» PROBLEM STATEMENT: All the lines below need to be transcribed exactly. Pictures get left out.

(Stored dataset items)
::::

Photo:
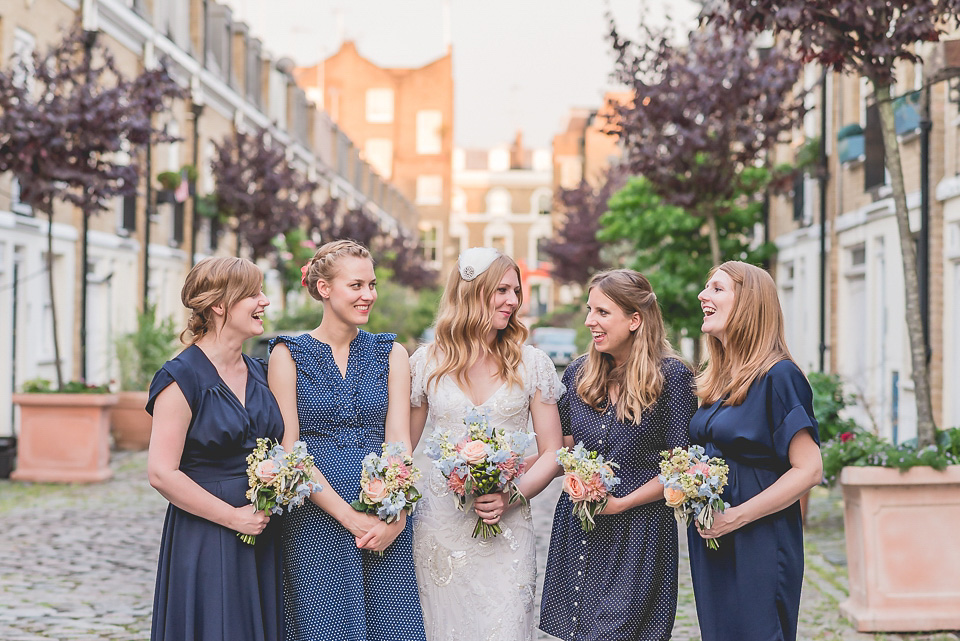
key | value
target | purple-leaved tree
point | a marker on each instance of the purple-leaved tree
(866, 37)
(702, 113)
(68, 119)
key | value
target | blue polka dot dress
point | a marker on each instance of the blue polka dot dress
(619, 581)
(332, 590)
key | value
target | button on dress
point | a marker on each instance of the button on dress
(750, 587)
(211, 585)
(333, 590)
(619, 581)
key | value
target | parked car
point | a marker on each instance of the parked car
(557, 342)
(260, 345)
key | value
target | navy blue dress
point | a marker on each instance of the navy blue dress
(760, 564)
(332, 590)
(211, 585)
(619, 581)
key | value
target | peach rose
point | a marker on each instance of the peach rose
(674, 496)
(456, 484)
(473, 452)
(573, 485)
(267, 470)
(375, 490)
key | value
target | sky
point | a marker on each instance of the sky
(517, 64)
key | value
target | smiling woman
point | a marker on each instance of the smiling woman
(210, 404)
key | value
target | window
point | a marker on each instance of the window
(430, 239)
(16, 206)
(379, 153)
(380, 105)
(429, 131)
(429, 190)
(23, 46)
(499, 202)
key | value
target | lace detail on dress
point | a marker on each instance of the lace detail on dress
(542, 375)
(476, 589)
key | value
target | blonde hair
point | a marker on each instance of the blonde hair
(754, 335)
(465, 318)
(216, 281)
(640, 377)
(323, 265)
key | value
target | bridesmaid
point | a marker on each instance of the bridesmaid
(209, 406)
(344, 392)
(629, 399)
(757, 413)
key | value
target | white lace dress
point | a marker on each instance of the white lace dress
(476, 589)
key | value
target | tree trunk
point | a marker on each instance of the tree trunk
(926, 428)
(53, 299)
(714, 235)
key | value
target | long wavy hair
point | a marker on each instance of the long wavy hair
(465, 318)
(754, 335)
(215, 281)
(640, 377)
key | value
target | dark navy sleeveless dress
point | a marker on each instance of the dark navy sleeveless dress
(750, 587)
(210, 585)
(332, 590)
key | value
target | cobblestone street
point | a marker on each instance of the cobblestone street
(78, 562)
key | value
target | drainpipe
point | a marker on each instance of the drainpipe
(923, 243)
(824, 173)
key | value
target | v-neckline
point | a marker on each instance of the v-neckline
(341, 374)
(246, 383)
(470, 400)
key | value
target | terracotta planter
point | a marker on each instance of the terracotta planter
(902, 557)
(64, 437)
(129, 422)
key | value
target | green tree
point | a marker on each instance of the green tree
(672, 246)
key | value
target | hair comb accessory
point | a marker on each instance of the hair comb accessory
(475, 261)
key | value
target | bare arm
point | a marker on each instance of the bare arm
(171, 418)
(396, 430)
(806, 471)
(282, 377)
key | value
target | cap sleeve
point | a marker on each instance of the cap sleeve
(418, 376)
(542, 376)
(174, 371)
(791, 407)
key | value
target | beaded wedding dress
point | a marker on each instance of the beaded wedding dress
(475, 589)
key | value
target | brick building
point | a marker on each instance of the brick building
(400, 120)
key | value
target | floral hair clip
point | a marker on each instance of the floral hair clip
(475, 261)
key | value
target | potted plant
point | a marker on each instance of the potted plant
(64, 432)
(140, 354)
(901, 515)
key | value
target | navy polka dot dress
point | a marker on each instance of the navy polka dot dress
(619, 581)
(332, 590)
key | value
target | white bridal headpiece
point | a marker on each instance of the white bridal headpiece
(475, 261)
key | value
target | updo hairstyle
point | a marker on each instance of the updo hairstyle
(216, 281)
(323, 265)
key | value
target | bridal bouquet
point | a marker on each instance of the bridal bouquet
(278, 478)
(485, 461)
(692, 484)
(386, 483)
(588, 480)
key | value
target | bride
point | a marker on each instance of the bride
(475, 589)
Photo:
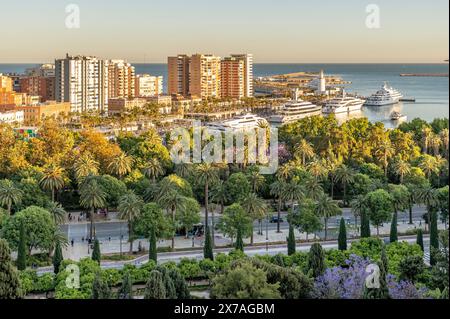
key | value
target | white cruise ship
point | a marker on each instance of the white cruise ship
(247, 121)
(386, 96)
(343, 104)
(295, 110)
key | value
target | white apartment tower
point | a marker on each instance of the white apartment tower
(82, 81)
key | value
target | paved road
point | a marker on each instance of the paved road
(116, 229)
(249, 251)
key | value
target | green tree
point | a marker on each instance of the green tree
(57, 258)
(96, 255)
(130, 206)
(9, 194)
(126, 289)
(9, 283)
(291, 241)
(207, 249)
(316, 260)
(155, 287)
(342, 239)
(244, 281)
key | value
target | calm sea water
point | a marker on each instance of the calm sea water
(431, 93)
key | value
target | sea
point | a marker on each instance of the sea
(431, 93)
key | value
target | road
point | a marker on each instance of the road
(116, 229)
(249, 251)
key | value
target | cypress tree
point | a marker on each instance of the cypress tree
(9, 283)
(365, 225)
(22, 249)
(291, 241)
(96, 255)
(316, 260)
(419, 240)
(153, 250)
(207, 249)
(57, 258)
(180, 284)
(126, 289)
(155, 288)
(434, 238)
(100, 288)
(239, 245)
(394, 235)
(342, 239)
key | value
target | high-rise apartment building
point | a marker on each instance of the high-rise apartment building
(121, 79)
(248, 72)
(147, 85)
(204, 76)
(178, 75)
(82, 81)
(232, 78)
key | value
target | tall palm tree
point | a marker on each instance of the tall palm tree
(326, 207)
(84, 166)
(345, 176)
(206, 174)
(402, 168)
(304, 150)
(277, 190)
(121, 165)
(429, 197)
(383, 152)
(92, 197)
(173, 201)
(256, 209)
(52, 180)
(9, 194)
(153, 169)
(130, 206)
(58, 212)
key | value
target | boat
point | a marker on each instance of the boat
(247, 121)
(343, 104)
(295, 110)
(386, 96)
(397, 116)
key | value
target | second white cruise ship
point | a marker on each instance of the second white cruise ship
(386, 96)
(295, 110)
(343, 104)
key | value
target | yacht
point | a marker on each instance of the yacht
(386, 96)
(247, 121)
(343, 104)
(295, 110)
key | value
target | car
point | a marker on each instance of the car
(275, 219)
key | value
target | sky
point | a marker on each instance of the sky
(274, 31)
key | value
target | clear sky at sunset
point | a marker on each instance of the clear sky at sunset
(273, 30)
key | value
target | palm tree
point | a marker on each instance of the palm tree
(277, 190)
(153, 169)
(304, 150)
(206, 174)
(130, 206)
(58, 212)
(84, 166)
(173, 201)
(52, 180)
(256, 209)
(121, 165)
(384, 152)
(402, 168)
(92, 197)
(9, 194)
(429, 197)
(326, 207)
(345, 176)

::::

» RESULT FOR THIS EXERCISE:
Photo:
key | value
target | purple-leaved tree
point | a marker on each instance of the purple-leaved tree
(866, 37)
(702, 113)
(68, 119)
key | value
target | blue polka dot dress
point | a marker on each instance of the blue polka dot dress
(619, 581)
(332, 590)
key | value
target | button on dress
point | a marker on each instance of the button on dress
(750, 587)
(211, 585)
(333, 590)
(619, 581)
key | value
target | parked car
point | a marker on each instance of the parked car
(557, 342)
(260, 345)
key | value
target | navy blue dress
point | a marker on each instance of the navy blue dress
(760, 564)
(332, 590)
(211, 585)
(619, 581)
key | value
target | peach rose
point | a marker on each instance of the peach rose
(674, 496)
(456, 484)
(473, 452)
(573, 485)
(267, 470)
(375, 490)
key | value
target | sky
point | a marker on each instance of the sky
(517, 64)
key | value
target | smiling woman
point | a marker on each instance of the smiling woman
(210, 404)
key | value
target | window
point | a marker on each instance of the window
(430, 239)
(16, 206)
(379, 153)
(380, 105)
(429, 131)
(429, 190)
(23, 46)
(499, 202)
key | value
target | lace detail on dress
point | a marker on each instance of the lace detail on dress
(542, 375)
(476, 589)
key | value
target | blonde hair
point | a marker on each instance of the blonde hair
(754, 335)
(465, 318)
(216, 281)
(640, 377)
(323, 265)
key | value
target | bridesmaid
point | a marker on each instance of the bridesmaid
(209, 406)
(344, 392)
(629, 399)
(757, 413)
key | value
target | white lace dress
point | a marker on each instance of the white lace dress
(476, 589)
key | value
target | tree trunk
point | a marker on each instance of the tree trunk
(926, 428)
(53, 299)
(714, 235)
key | value
target | long wavy hair
point | a marker on each instance of the long wavy hair
(465, 318)
(754, 335)
(215, 281)
(640, 377)
key | value
target | dark navy sleeveless dress
point | a marker on each instance of the dark navy sleeveless dress
(750, 587)
(210, 585)
(332, 590)
key | value
target | cobblestone street
point | a marker on each instance of the cobblestone street
(78, 562)
key | value
target | drainpipe
point | a marker on each instance of the drainpipe
(923, 243)
(824, 173)
key | value
target | v-neckline
point | a marker on each instance of the v-neckline
(341, 374)
(246, 383)
(470, 400)
key | value
target | terracotta planter
point | a marker on each instance of the terracotta planter
(902, 557)
(64, 437)
(129, 422)
key | value
target | green tree
point | a marker on each instance of the green tree
(672, 246)
key | value
target | hair comb accessory
point | a marker on each instance of the hair comb accessory
(475, 261)
key | value
target | bare arm
point | a marker on each instance of the bare arm
(171, 418)
(396, 430)
(806, 471)
(282, 377)
key | value
target | cap sleeve
point | a marker on each instance of the cap sleeve
(418, 376)
(542, 376)
(174, 371)
(791, 407)
key | value
target | beaded wedding dress
point | a marker on each instance of the beaded wedding dress
(475, 589)
key | value
target | brick building
point | a marker on each instance of the brick building
(400, 120)
key | value
target | floral hair clip
point | a marker on each instance of the floral hair clip
(475, 261)
key | value
target | potted plant
point | a marker on each instance of the potted plant
(64, 432)
(140, 354)
(901, 515)
key | value
target | navy polka dot dress
point | a marker on each instance of the navy polka dot dress
(619, 581)
(332, 590)
key | value
target | white bridal headpiece
point | a marker on each instance of the white bridal headpiece
(475, 261)
key | value
target | updo hairstyle
point | a marker on each instance of the updo hairstyle
(216, 281)
(323, 265)
key | value
target | bridal bouquet
point | a marker on each instance of the bridal bouquet
(278, 478)
(485, 461)
(692, 484)
(386, 483)
(588, 480)
key | value
target | bride
point | a marker on each instance of the bride
(475, 589)
Photo:
key | value
target | white cruise ship
point | a marker on each instance of the white cruise ship
(247, 121)
(386, 96)
(343, 104)
(295, 110)
key | value
target | white apartment tower
point | a marker on each instance of the white apartment tower
(82, 81)
key | value
target | paved road
point | a marker on each instance of the paved road
(116, 229)
(249, 251)
key | value
target | green tree
point | a marker on each instance of the green tree
(57, 258)
(96, 255)
(130, 206)
(9, 194)
(126, 289)
(9, 283)
(291, 241)
(207, 249)
(316, 260)
(155, 287)
(342, 239)
(244, 281)
key | value
target | calm sea water
point | a marker on each instance of the calm sea water
(431, 93)
key | value
target | sea
point | a marker on each instance of the sea
(431, 93)
key | value
target | road
point | a marker on each instance of the road
(116, 229)
(249, 251)
key | value
target | cypress tree
point | a marker on each instance of the cypress tree
(9, 283)
(365, 225)
(22, 249)
(291, 241)
(96, 255)
(316, 260)
(419, 240)
(153, 250)
(207, 249)
(57, 258)
(180, 284)
(126, 289)
(155, 288)
(434, 238)
(100, 288)
(239, 245)
(394, 235)
(342, 239)
key | value
target | high-rise apartment building
point | a marker on each instance of the high-rise apartment building
(121, 79)
(248, 72)
(147, 85)
(204, 76)
(178, 75)
(82, 81)
(232, 78)
key | value
target | tall palm tree
point | a marker on each instance of the tall palm tree
(326, 207)
(84, 166)
(345, 176)
(206, 174)
(402, 168)
(304, 150)
(277, 190)
(121, 165)
(429, 197)
(383, 152)
(92, 197)
(173, 201)
(256, 209)
(52, 180)
(9, 194)
(153, 169)
(130, 206)
(58, 212)
key | value
target | boat
point | a marker on each instance of the boat
(247, 121)
(343, 104)
(295, 110)
(386, 96)
(397, 116)
key | value
target | second white cruise ship
point | a marker on each instance of the second white cruise ship
(386, 96)
(295, 110)
(343, 104)
key | value
target | yacht
point | a marker on each instance of the yacht
(386, 96)
(247, 121)
(343, 104)
(295, 110)
key | value
target | car
point | a marker on each instance of the car
(275, 219)
key | value
target | sky
point | a marker on each instance of the sky
(274, 31)
key | value
target | clear sky at sunset
point | a marker on each instance of the clear sky at sunset
(273, 30)
key | value
target | palm tree
point | a marker on each instance of the palm tree
(277, 190)
(153, 169)
(304, 150)
(206, 174)
(130, 206)
(58, 212)
(84, 166)
(173, 201)
(52, 180)
(256, 209)
(121, 165)
(384, 152)
(402, 168)
(92, 197)
(9, 194)
(429, 197)
(326, 207)
(345, 176)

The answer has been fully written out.